PROBLEM 1: In the essay about turning 29, rewrite the part from "Tomorrow, I turn" to "this would happen?!", replacing "birthday" with "special day" throughout.
PROBLEM 2: According to the essay about turning 29, on which occasions does the void resurface? List them all.

DOCUMENT EXTRACT:
-=-=-=-=-
Tomorrow, I turn 29. That’s one year closer to 30 for me, and the first full year gone by of being 28 and without a living brother. I spent about half of age 27 with Ed, none of age 28, and none of any future year will be spent with him alive.

It’s a weird feeling, to think that every year I am getting older, but every year, he stays the same age. Yes, in my head, each year I celebrate his birthday. Last year, I wished him a happy 35th birthday. But we all know he’s not getting any older. His age will remain the same forever. Thirty-three years and about 11 months, just one month shy of turning a ripe old 34 is him. Each year, my face will change, my body will change, and my hair will change. In four years, I will be the age he was when he died. I already know I will feel sick. I will think, Hey, Ed! It’s me! We’re the same age now! Who would have ever thought this would happen?!

Well, no one. It’s not normal to reach the same age as your older brother. It’s a void that always resurfaces when we get to his birthday, his death date, Christmas, and my birthday. Sadly, my birthday is another reminder every year that Ed is no longer here, and he’s the one person I know for certain will not be reaching out to me to say “happy birthday” ever again.

Another argument

My dad has felt progressively better since he had the excess liquid dispelled from his lung. The procedure was non-invasive, and in fact, he was awake the entire 15 minutes that they did it. That part of his chest was just numbed so he didn’t feel any pain. He said he felt relief immediately after the liquid was emptied out (about three cups of liquid total). He’s even said that the physical therapist he’s been working with as well as his cardiologist have cleared him to drive again, so he’s recovering far quicker than the average person who has had bypass surgery.
-=-=-=-=-
Records from a data source:
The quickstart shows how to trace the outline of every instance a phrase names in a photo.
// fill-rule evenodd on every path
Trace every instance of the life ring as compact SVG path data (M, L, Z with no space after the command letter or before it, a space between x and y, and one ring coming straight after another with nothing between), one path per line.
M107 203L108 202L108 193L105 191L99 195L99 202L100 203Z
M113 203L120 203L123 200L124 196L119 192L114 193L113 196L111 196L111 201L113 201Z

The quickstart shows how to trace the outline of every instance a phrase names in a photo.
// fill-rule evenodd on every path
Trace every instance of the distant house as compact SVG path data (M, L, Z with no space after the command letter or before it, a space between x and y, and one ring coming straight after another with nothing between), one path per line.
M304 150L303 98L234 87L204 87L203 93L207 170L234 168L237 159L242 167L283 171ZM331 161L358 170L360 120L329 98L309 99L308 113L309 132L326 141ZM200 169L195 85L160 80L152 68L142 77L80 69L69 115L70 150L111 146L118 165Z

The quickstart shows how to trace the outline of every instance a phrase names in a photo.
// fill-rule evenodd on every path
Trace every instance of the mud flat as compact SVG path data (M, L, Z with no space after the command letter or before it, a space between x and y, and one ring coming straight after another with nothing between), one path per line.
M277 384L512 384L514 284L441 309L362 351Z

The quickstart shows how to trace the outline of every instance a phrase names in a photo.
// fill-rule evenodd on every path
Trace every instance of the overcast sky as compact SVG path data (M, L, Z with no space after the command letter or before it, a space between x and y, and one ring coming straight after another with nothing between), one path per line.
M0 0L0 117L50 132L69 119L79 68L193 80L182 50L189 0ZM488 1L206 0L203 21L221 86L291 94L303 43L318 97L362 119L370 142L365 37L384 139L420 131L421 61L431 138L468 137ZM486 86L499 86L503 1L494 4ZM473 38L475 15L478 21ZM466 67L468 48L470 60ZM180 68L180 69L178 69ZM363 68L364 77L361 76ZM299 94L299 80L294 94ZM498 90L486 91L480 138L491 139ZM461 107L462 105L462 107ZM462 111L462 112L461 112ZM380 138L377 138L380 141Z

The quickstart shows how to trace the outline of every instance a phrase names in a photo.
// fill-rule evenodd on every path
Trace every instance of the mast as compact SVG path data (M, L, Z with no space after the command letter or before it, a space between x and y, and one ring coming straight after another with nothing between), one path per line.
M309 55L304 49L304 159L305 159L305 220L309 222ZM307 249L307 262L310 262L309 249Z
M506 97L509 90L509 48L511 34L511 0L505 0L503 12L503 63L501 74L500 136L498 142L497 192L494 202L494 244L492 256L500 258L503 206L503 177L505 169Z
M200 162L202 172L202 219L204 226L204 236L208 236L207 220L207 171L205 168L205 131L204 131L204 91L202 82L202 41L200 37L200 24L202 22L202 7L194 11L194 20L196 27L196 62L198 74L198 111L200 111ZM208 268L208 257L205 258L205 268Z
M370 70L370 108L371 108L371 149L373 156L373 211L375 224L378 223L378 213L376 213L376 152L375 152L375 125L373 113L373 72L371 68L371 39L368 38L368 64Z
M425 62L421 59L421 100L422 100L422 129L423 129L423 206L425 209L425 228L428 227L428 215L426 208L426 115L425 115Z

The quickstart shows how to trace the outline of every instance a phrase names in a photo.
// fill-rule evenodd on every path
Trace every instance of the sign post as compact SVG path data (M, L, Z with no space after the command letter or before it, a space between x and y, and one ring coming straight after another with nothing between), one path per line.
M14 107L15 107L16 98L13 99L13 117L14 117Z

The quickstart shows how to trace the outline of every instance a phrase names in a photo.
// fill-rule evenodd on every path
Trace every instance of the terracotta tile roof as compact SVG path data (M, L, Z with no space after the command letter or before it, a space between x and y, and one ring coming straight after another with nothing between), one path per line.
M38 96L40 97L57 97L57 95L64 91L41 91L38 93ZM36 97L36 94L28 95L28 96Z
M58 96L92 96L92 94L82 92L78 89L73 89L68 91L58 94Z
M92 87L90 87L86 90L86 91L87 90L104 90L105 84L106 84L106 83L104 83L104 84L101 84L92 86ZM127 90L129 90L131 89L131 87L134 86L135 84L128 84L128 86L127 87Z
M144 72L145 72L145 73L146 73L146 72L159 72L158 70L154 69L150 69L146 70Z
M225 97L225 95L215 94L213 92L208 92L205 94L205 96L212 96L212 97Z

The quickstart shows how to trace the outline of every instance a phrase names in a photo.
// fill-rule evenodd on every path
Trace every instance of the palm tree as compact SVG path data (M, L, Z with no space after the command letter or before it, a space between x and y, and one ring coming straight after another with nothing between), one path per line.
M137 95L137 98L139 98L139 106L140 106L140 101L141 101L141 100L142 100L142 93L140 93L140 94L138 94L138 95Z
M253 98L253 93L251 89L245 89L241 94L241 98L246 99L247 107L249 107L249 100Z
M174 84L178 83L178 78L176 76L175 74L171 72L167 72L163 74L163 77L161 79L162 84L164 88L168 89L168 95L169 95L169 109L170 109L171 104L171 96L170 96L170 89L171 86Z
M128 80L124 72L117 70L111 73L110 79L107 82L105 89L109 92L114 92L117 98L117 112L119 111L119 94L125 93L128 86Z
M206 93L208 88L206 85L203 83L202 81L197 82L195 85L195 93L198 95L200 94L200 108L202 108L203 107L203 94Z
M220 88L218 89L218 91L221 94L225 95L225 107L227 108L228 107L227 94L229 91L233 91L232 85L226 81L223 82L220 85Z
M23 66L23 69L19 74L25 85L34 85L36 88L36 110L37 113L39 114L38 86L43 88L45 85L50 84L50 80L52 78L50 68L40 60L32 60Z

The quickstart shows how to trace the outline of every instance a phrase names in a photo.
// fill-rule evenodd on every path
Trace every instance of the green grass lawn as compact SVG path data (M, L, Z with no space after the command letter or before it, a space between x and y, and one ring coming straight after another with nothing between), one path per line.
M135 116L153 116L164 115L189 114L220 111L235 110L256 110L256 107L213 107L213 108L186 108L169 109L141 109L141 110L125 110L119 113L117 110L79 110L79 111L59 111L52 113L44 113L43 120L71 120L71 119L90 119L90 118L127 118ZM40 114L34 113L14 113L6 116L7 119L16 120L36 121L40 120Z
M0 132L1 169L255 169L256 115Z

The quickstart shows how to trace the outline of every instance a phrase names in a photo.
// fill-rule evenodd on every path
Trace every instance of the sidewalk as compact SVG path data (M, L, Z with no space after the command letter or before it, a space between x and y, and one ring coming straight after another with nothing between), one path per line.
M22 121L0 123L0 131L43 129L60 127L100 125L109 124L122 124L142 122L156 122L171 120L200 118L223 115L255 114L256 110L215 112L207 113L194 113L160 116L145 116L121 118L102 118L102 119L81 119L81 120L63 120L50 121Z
-=-=-=-=-
YOUR SOLUTION 1:
Tomorrow, I turn 29. That’s one year closer to 30 for me, and the first full year gone by of being 28 and without a living brother. I spent about half of age 27 with Ed, none of age 28, and none of any future year will be spent with him alive.

It’s a weird feeling, to think that every year I am getting older, but every year, he stays the same age. Yes, in my head, each year I celebrate his special day. Last year, I wished him a happy 35th special day. But we all know he’s not getting any older. His age will remain the same forever. Thirty-three years and about 11 months, just one month shy of turning a ripe old 34 is him. Each year, my face will change, my body will change, and my hair will change. In four years, I will be the age he was when he died. I already know I will feel sick. I will think, Hey, Ed! It’s me! We’re the same age now! Who would have ever thought this would happen?!

YOUR SOLUTION 2:
- his birthday
- his death date
- Christmas
- my birthday